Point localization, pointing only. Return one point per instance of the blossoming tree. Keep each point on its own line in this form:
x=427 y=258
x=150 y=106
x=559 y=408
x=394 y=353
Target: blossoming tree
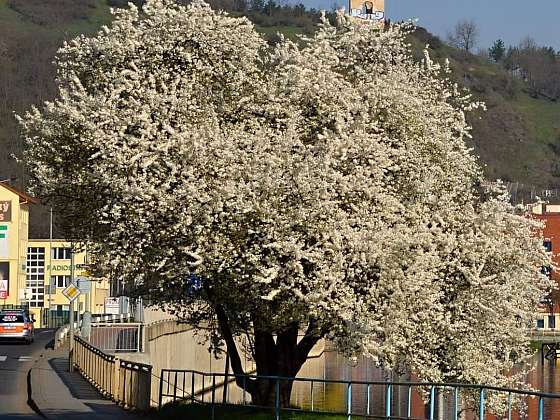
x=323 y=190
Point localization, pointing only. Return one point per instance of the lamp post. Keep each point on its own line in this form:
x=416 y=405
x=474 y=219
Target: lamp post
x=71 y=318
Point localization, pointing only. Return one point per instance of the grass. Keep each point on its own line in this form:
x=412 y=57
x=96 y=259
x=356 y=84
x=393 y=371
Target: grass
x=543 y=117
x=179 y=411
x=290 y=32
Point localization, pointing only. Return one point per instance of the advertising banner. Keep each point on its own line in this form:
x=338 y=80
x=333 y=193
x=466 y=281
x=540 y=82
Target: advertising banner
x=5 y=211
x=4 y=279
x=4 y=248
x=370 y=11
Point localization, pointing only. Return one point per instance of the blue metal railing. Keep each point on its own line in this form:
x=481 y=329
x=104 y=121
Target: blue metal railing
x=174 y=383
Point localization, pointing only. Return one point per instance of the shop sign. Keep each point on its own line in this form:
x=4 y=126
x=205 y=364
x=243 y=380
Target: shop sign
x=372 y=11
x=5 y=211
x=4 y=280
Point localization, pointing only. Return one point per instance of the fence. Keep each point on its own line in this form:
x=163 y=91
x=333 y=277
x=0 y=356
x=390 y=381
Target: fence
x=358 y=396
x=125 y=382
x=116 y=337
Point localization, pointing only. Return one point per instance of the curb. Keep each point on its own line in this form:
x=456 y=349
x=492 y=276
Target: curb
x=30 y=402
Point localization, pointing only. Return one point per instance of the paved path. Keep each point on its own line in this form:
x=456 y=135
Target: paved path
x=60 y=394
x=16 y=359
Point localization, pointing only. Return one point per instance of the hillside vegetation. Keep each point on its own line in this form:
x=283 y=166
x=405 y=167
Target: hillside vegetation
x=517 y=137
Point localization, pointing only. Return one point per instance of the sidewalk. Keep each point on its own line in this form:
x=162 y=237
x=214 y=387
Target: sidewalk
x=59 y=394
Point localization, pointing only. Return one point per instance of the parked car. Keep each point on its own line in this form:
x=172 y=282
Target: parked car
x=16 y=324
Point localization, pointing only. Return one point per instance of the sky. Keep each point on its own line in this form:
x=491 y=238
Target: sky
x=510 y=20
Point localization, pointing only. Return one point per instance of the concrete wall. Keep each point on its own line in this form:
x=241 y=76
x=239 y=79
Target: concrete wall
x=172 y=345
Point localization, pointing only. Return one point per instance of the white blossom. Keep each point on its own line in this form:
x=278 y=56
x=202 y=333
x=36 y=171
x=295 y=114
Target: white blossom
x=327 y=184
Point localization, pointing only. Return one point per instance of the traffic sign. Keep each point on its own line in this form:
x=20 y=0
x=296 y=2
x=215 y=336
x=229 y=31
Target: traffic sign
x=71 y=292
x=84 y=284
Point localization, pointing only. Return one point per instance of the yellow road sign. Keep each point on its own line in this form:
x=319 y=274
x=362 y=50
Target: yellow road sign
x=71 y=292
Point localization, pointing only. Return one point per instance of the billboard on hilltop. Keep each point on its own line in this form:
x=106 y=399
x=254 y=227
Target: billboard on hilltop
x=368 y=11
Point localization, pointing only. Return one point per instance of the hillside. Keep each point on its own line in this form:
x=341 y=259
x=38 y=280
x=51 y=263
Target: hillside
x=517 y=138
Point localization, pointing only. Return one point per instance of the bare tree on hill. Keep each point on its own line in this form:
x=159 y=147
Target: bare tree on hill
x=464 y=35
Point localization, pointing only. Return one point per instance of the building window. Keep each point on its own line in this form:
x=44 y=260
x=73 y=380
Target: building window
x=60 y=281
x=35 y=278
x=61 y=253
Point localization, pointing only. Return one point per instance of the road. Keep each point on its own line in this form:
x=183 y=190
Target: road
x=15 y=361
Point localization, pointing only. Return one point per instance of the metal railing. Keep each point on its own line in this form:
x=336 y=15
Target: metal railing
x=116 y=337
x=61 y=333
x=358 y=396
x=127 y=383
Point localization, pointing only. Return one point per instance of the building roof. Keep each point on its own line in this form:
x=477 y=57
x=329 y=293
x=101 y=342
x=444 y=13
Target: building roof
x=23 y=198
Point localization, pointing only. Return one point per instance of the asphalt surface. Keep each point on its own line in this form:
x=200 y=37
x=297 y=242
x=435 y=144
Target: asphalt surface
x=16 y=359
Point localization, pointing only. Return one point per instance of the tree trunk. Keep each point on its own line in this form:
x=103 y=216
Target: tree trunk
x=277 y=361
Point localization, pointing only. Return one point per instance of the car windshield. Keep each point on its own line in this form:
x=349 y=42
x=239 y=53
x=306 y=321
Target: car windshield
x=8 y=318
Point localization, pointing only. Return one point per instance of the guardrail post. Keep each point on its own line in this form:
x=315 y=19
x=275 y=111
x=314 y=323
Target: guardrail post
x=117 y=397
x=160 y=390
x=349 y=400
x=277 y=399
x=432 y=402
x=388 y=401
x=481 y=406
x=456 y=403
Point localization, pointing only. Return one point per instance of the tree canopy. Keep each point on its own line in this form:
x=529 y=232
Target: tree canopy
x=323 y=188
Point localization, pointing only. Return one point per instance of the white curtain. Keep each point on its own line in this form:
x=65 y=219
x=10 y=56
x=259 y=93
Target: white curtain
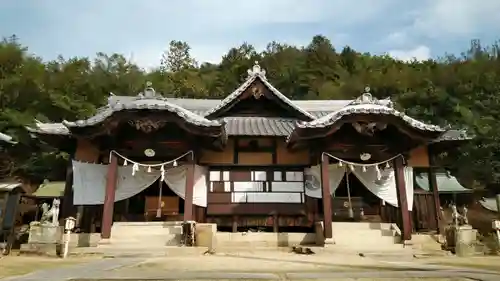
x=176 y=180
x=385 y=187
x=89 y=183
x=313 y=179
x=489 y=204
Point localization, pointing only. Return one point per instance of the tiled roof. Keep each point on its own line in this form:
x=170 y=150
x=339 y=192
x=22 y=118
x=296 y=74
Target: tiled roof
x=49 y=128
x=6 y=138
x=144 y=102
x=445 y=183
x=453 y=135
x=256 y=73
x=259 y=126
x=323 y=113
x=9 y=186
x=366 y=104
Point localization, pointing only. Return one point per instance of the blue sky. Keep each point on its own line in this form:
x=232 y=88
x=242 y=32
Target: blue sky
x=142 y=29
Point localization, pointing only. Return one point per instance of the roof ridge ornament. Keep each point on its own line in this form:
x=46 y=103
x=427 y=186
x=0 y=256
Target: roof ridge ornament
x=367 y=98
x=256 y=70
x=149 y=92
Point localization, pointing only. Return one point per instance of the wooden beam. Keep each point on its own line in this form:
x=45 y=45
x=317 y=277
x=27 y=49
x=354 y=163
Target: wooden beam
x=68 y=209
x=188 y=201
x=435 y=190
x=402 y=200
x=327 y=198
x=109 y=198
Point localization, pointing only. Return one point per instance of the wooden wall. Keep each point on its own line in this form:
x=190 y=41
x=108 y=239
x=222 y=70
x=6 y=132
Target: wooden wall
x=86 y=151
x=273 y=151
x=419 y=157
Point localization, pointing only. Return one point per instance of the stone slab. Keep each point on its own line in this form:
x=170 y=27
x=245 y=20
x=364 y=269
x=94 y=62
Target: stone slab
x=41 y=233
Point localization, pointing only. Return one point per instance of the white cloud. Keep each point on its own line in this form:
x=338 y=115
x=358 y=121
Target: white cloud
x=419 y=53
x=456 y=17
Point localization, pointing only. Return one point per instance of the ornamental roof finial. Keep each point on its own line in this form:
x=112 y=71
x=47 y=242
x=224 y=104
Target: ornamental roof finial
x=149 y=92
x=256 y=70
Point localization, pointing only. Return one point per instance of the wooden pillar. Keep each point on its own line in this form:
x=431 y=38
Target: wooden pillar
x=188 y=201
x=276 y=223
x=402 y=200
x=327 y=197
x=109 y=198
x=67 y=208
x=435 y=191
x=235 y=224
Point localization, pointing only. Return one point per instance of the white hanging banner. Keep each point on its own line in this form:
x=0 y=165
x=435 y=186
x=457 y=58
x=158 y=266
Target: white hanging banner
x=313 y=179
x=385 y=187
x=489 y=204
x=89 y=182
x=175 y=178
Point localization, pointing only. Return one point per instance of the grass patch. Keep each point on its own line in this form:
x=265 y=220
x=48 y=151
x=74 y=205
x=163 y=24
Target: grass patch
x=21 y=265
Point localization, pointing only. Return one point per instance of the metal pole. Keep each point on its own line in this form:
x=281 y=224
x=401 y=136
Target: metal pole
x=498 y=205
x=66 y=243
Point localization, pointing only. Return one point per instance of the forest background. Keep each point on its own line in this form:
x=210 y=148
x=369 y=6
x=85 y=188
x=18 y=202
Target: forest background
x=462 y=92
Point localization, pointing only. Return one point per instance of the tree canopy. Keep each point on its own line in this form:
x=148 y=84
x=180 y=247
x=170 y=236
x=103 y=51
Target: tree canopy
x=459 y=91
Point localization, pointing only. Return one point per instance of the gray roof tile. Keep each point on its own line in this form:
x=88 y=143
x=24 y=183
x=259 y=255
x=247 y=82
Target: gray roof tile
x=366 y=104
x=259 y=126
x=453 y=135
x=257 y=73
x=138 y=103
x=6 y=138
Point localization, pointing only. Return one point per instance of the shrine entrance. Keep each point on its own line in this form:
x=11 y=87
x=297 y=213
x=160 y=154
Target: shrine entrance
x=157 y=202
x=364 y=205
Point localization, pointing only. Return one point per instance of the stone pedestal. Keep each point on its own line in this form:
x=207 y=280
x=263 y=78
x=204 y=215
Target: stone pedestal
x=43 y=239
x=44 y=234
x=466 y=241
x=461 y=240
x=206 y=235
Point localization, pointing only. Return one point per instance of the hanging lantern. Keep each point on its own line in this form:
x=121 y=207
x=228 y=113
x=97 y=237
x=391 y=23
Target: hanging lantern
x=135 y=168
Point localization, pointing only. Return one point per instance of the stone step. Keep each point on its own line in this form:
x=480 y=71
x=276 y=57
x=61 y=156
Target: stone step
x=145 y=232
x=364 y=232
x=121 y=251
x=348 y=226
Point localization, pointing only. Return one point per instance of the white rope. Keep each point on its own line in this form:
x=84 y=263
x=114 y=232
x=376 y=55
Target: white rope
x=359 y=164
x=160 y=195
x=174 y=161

== == ==

**WHAT TO DO**
The answer should hold the lines from the one containing "of the shrine" through the end of the entries above, set down exactly, with both ends included.

**RESULT OF THIS EXERCISE**
Point localization, pointing only. Return one point per instance of the shrine entrance. Keep each point on its own line in this form:
x=11 y=87
x=297 y=213
x=160 y=154
Target: shrine entrance
x=157 y=202
x=364 y=205
Point localization, pointing only. Return one point per instance of the stone pedestal. Keep each point on its own line in this form:
x=207 y=280
x=263 y=78
x=204 y=215
Target: stone pedestal
x=43 y=239
x=44 y=234
x=466 y=241
x=461 y=240
x=206 y=235
Point localization, pointing only. Return one point per instance of the hanging lantern. Keep each point on its own line in this form:
x=121 y=207
x=228 y=113
x=97 y=237
x=391 y=23
Target: hanging lantern
x=135 y=168
Point localization, pointing only. Return one point per instance of the stone step. Keep each point on its own line in this form:
x=480 y=71
x=276 y=57
x=61 y=156
Target: stone step
x=145 y=232
x=364 y=232
x=121 y=251
x=348 y=226
Point localization, pointing only. Return one point per instance of the white rope. Keep each point on its own line in this form:
x=84 y=263
x=114 y=232
x=376 y=55
Target: white rope
x=359 y=164
x=160 y=195
x=174 y=161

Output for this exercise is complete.